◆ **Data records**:
**********

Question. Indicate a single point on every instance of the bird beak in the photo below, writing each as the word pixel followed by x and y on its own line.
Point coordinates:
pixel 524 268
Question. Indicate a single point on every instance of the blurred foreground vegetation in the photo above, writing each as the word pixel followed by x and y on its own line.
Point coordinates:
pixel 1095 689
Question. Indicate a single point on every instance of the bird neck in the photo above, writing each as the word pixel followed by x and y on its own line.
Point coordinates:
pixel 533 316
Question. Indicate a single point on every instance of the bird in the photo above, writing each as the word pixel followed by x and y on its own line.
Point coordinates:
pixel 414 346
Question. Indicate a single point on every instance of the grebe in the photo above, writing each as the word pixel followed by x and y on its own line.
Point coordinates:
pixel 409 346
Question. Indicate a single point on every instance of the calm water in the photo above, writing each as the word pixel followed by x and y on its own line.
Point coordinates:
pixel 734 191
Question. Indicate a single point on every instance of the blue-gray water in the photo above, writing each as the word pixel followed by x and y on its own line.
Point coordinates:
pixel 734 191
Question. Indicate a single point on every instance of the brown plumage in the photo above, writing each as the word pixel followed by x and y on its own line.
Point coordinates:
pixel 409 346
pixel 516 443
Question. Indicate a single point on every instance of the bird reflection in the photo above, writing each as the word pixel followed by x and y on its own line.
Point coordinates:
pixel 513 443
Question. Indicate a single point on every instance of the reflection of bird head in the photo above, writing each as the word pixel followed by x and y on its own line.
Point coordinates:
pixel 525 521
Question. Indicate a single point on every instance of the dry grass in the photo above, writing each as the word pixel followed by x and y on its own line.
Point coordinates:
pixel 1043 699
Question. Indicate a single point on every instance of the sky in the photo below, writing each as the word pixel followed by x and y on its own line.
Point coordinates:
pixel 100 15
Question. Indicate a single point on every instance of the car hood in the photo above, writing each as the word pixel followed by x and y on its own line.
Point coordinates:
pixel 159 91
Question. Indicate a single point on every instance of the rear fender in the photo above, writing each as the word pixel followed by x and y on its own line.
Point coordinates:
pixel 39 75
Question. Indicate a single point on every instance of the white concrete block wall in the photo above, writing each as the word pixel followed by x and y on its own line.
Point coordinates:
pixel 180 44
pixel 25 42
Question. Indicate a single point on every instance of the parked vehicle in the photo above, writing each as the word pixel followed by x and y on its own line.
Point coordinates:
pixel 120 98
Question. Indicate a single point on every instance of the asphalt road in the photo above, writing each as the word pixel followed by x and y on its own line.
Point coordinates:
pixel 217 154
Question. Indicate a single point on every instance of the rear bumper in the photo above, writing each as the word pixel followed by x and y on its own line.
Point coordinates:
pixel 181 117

**********

◆ **What you will do**:
Would it be possible to reproduce all the entries exactly as they appear above?

◆ **Solved exercise**:
Question. Indicate a single point on every instance of the bird beak in the photo below, writing each as the word pixel followed by x and y on its own line.
Point coordinates:
pixel 524 268
Question. Indicate a single point on every instance of the blurred foreground vegetation in the photo above, writing each as the word pixel followed by x and y on its own line.
Point coordinates:
pixel 1095 689
Question. Indicate a single point on every instance of the bird neck in the photo above, writing each as the word pixel followed by x and y on its own line.
Point coordinates:
pixel 533 316
Question. Indicate a single point on every instance of the bird in the photo above, writing each as the word pixel followed by x and y on its own line.
Point coordinates:
pixel 414 346
Question. Indicate a single point on every instance of the grebe in the photo above, writing each as the word pixel followed by x and y on its own line.
Point coordinates:
pixel 409 346
Question. Indicate a single point on every instance of the calm water in the photo above, writing each as the word pixel followed by x and y on its own line.
Point coordinates:
pixel 734 191
Question. Indicate a single point on every instance of the blue-gray water in the photo above, writing each as the word pixel followed by x and y on its own line.
Point coordinates:
pixel 734 191
Question. Indicate a single point on every instance of the brown plumage in the photo above, writing each as the word pixel followed by x and y on its own line.
Point coordinates:
pixel 409 346
pixel 516 443
Question. Indicate a single point on every instance of the bird reflection in the photo above, writing each as the word pixel followed by x and y on its own line.
Point coordinates:
pixel 513 443
Question. Indicate a single point on every instance of the reflection of bird head in the photo above, writing each as the word pixel followed by x and y on its own line.
Point coordinates:
pixel 525 521
Question. Indicate a single point on every instance of the dry grass in the photo above, writing each as the word pixel followed by x and y on its own line.
Point coordinates:
pixel 1043 699
Question. Indicate a single point on every instance of the sky in the photo below, writing each as the word pixel followed by x and y on its own line.
Point coordinates:
pixel 100 15
Question. Indicate a single point on every instance of the car hood in the photo above, writing each as the word pixel followed by x and y on its own line.
Point coordinates:
pixel 159 91
Question. Indicate a single point on every instance of the rear fender in the photo above, writing each as the word pixel followed by x and y on its own line.
Point coordinates:
pixel 39 75
Question. Indicate a single point on every instance of the white concrete block wall in the photo above, writing each as the word pixel followed by x and y on its own line.
Point coordinates:
pixel 180 44
pixel 25 42
Question. Indicate a single point on every instance of the parked vehicle in the photo above, writing each as the word pixel followed by x and y on its own line.
Point coordinates:
pixel 120 98
Question. Indicate a single point on every instance of the asphalt road in the photo above, writing each as the word pixel followed by x and y on its own line.
Point coordinates:
pixel 217 154
Question. Indicate a single point on every instance of the rear bumper in the photo above, writing each as the word pixel followed by x and y on its own line.
Point coordinates:
pixel 181 117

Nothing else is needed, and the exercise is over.